Tarea 1 =>
Copia del texto sobre Ortega Smith todo lo que va desde "Descubriste los sudores" hasta "comprobar esas humedades.", y sustituye "entrevista televisiva" por "aparición televisiva".
Tarea 2 =>
Según el texto sobre Ortega Smith, ¿qué cargo ocupa Javier Ortega Smith?
Tarea 3 =>
Prolonga el texto sobre Ortega Smith a partir de su última frase.

Texto seleccionado =>

────────────────────

No sabes si sólo has sido tú quien ha visto los sudores o la moquita de Javier Ortega Smith, secretario general de ese partido que quiere devolver España al estado carpetovetónico.
Descubriste los sudores o la moquita en una entrevista televisiva de la última semana. Insistes: no sabes si sólo fuiste tú o si, por el contrario, el resto de los televidentes también pudieron comprobar esas humedades.
Cosas así suceden. Te refieres a lo de las moquitas. Estás en época de gripes y los malos demonios se os apoderan. ¿O es al revés?
Tú crees que Lucifer ha empoderado al sr. Ortega Smith para desempeñar su función: Lucifer, ya sabes, ese tipo fastidioso, muy amante de los seres bragados. Y el secretario general lo es. Muy bragado.
Debes admitir que, cuando apareció en pantalla (el sr. Ortega Smith, no el demonio en persona), tú estabas distraído, culpablemente distraído, sin atender a lo que decía o respondía el entrevistado. ¿Por qué razón?

────────────────────

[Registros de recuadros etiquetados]
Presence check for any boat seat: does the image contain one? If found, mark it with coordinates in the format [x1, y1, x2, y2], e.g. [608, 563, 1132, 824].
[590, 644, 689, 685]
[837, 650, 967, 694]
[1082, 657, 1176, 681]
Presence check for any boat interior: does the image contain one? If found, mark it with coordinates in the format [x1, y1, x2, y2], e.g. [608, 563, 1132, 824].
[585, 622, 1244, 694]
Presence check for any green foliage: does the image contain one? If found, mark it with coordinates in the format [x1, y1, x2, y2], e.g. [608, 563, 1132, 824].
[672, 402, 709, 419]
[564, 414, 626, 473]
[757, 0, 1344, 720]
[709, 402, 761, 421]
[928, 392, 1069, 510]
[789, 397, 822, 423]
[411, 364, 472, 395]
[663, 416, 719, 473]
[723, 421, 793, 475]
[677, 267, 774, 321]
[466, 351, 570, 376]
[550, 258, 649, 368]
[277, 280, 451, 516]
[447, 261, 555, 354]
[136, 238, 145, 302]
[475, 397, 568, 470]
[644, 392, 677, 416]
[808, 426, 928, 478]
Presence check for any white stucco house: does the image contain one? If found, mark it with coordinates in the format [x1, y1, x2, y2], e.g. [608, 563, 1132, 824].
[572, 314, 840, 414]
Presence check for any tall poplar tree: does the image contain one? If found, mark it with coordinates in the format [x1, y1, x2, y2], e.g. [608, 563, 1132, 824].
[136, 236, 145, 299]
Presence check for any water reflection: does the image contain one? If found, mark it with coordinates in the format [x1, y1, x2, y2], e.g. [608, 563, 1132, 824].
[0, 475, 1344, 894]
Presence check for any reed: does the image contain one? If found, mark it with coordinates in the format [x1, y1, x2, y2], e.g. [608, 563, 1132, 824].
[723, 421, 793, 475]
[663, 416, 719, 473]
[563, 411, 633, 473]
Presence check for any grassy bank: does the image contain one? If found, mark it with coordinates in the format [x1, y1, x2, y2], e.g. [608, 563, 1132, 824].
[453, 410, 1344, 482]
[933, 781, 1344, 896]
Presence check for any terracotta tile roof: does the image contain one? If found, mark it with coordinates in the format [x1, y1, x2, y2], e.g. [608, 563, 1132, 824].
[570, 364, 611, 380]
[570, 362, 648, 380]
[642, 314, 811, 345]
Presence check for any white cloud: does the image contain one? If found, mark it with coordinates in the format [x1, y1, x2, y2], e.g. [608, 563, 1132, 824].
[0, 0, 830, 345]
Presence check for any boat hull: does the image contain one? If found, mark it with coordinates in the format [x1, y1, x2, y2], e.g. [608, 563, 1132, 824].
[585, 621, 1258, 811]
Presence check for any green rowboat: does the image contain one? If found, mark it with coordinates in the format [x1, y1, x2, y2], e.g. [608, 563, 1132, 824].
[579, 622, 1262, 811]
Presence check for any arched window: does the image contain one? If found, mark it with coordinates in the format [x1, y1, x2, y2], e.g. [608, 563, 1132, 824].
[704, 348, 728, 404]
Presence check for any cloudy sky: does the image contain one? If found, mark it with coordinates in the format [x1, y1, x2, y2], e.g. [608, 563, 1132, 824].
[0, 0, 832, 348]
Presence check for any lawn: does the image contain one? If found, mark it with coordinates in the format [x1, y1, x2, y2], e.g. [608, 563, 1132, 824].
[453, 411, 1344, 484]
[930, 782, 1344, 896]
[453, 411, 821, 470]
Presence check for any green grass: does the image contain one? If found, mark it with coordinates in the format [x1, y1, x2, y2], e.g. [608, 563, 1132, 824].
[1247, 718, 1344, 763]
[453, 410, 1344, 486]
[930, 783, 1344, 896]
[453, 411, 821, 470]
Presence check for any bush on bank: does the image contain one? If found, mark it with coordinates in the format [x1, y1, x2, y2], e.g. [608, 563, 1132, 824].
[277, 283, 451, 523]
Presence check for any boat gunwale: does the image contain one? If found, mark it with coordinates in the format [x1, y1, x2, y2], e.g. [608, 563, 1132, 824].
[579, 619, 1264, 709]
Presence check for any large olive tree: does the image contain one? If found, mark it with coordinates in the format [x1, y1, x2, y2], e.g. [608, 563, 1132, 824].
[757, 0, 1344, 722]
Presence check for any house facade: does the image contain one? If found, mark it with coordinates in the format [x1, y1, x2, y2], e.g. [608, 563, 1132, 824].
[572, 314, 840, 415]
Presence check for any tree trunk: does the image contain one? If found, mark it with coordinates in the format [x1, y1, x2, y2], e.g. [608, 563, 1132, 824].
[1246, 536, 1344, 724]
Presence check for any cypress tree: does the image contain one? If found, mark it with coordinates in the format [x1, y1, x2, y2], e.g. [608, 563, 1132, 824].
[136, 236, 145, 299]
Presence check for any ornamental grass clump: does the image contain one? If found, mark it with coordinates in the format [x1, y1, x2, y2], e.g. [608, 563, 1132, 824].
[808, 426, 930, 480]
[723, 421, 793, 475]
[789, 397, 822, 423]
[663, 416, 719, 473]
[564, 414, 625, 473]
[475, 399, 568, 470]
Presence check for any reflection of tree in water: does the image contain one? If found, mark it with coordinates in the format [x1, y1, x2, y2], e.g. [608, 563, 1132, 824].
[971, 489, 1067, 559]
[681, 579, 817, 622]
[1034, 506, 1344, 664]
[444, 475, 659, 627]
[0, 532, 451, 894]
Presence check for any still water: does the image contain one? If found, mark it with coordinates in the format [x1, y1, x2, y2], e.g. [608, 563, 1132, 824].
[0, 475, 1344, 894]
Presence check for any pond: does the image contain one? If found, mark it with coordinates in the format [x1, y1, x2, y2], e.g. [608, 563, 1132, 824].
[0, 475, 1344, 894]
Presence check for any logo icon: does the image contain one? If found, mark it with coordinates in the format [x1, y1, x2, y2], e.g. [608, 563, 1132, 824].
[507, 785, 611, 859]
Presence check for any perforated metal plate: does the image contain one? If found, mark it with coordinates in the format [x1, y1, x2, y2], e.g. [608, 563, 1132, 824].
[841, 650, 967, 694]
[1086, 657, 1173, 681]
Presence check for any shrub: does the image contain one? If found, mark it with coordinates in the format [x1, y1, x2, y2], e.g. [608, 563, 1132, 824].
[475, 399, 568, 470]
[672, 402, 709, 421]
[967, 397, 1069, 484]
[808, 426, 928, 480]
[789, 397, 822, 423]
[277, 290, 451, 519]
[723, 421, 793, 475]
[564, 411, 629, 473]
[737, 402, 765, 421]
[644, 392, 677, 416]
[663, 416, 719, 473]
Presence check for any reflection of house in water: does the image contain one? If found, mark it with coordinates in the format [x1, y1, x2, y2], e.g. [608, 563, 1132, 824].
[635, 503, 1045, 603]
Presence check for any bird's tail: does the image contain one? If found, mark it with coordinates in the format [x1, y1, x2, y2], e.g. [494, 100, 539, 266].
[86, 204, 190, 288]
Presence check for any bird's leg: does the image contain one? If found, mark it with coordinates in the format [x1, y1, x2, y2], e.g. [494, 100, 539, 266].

────────────────────

Respuesta 1 =>
Descubriste los sudores o la moquita en una aparición televisiva de la última semana. Insistes: no sabes si sólo fuiste tú o si, por el contrario, el resto de los televidentes también pudieron comprobar esas humedades.

Respuesta 2 =>
Es secretario general de ese partido que quiere devolver España al estado carpetovetónico.

Respuesta 3 =>
Por supuesto, no te crees el bla, bla, bla del señor secretario general. Su discurso tóxico es el de un fanático excitado, alguien que, bajo apariencia de hombre normal, aloja en su cuerpo a un intolerante de alto riesgo.
Insistes: estabas distraído cuando de repente al mirar de soslayo el plasma, descubriste el labio superior encharcado del sr. Ortega Smith. Y muy enrojecido, con ese estado ulceroso que es propio de una irritación grave.
Y sí, al señor secretario general se le veía, irritado, manejado quizá por Lucifer.
La fotografía aquí reproducida no hace justicia al personaje; tampoco al episodio. No permite ver esa ulceración de la piel y la moquita que le caía (si es que era eso, moquita, o cualquier otra secreción).
“Le suda el morrete”, es lo que inmediatamente te dijiste, nada más verlo. No podías apreciar si también le sudaban los carrillos. No sabías si el programa se realizaba en directo o en eso que llaman ‘falso directo’.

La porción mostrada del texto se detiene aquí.